- CERRA's 2021-2022 Annual Educator Supply and Demand Report reveals a record number of educator vacancies this year.
- The SCEA will hold a Facebook Live Panel with Dr. Jennifer Garrett of CERRA Dec. 1 at 7 p.m.
- Legislators must address the alarming educator shortage crisis by focusing on 3 key areas.
COLUMBIA – Wednesday, Dec. 1 at 7 p.m., The South Carolina Education Association (The SCEA) will hold a Facebook Live Panel with Dr. Jennifer Garrett of the Center for Educator Recruitment, Retention, & Advancement (CERRA) to draw attention to South Carolina’s growing teacher shortage crisis, as highlighted in CERRA’s 2021-2022 Annual Educator Supply and Demand Report.
According to the report, departures have risen by 15.5%, as approximately 6,900 teachers from 2020/2021 did not return to a teaching/service position in the same district this school year. More alarming, the report reveals there are a record number of vacancies this year.
“We are excited to host this Live Panel to discuss CERRA’s report and how clearly it reveals the landscape of the education profession in South Carolina,” said The SCEA President Sherry East. “Each vacancy represented in this report corresponds to real-world learning conditions and classrooms where students are left without the highly-qualified and credentialed educator they deserve.”

[Data segment]
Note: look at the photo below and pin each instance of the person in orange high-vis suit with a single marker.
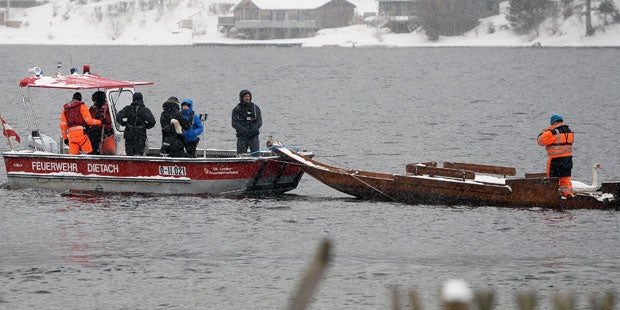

[Set tasks]
1. Answer these from the passage on South Carolina's teacher shortage that precedes the lines:
(a) By what percentage have teacher departures risen, according to the report?
(b) Who is the President of The SCEA?
(c) On what day and at what time will the Facebook Live Panel be held?
2. Transcribe, word for word, the part of the passage on South Carolina's teacher shortage that opens with the words containing "COLUMBIA – Wednesday, Dec." and closes with "and Demand Report.".
3. Go on with the passage on South Carolina's teacher shortage, picking up after its final sentence.

[Response list]
1.
(a) 15.5%
(b) Sherry East
(c) Wednesday, Dec. 1 at 7 p.m.

2.
COLUMBIA – Wednesday, Dec. 1 at 7 p.m., The South Carolina Education Association (The SCEA) will hold a Facebook Live Panel with Dr. Jennifer Garrett of the Center for Educator Recruitment, Retention, & Advancement (CERRA) to draw attention to South Carolina’s growing teacher shortage crisis, as highlighted in CERRA’s 2021-2022 Annual Educator Supply and Demand Report.

3.
As of September/October, South Carolina school districts reported 1,063 vacant positions—a 52% increase over last year and the largest number of vacancies since CERRA began issuing the Supply and Demand report in 2001.
“CERRA’s recent Supply and Demand report confirms what many in public education already knew—the existing educator shortage has grown to crisis levels,” said East. “It’s time for our legislature to address the crisis by listening to the educators. To do this, South Carolina must address the working conditions and take action to recruit and retain educators. Working conditions are learning conditions, and South Carolina students deserve better.”
The SCEA Legislative Agenda urges legislators to address the educator shortage crisis by focusing on 3 key areas: Funding and compensation, unencumbered time and recertification, and professional contracts. Read more about The SCEA Legislative Priorities for stopping the educator shortage here.
Tune into The SCEA’s discussion with Dr. Garrett of CERRA live tomorrow, Dec. 1, at 7 p.m. on Facebook. The link to get a reminder for the livestream can be found here.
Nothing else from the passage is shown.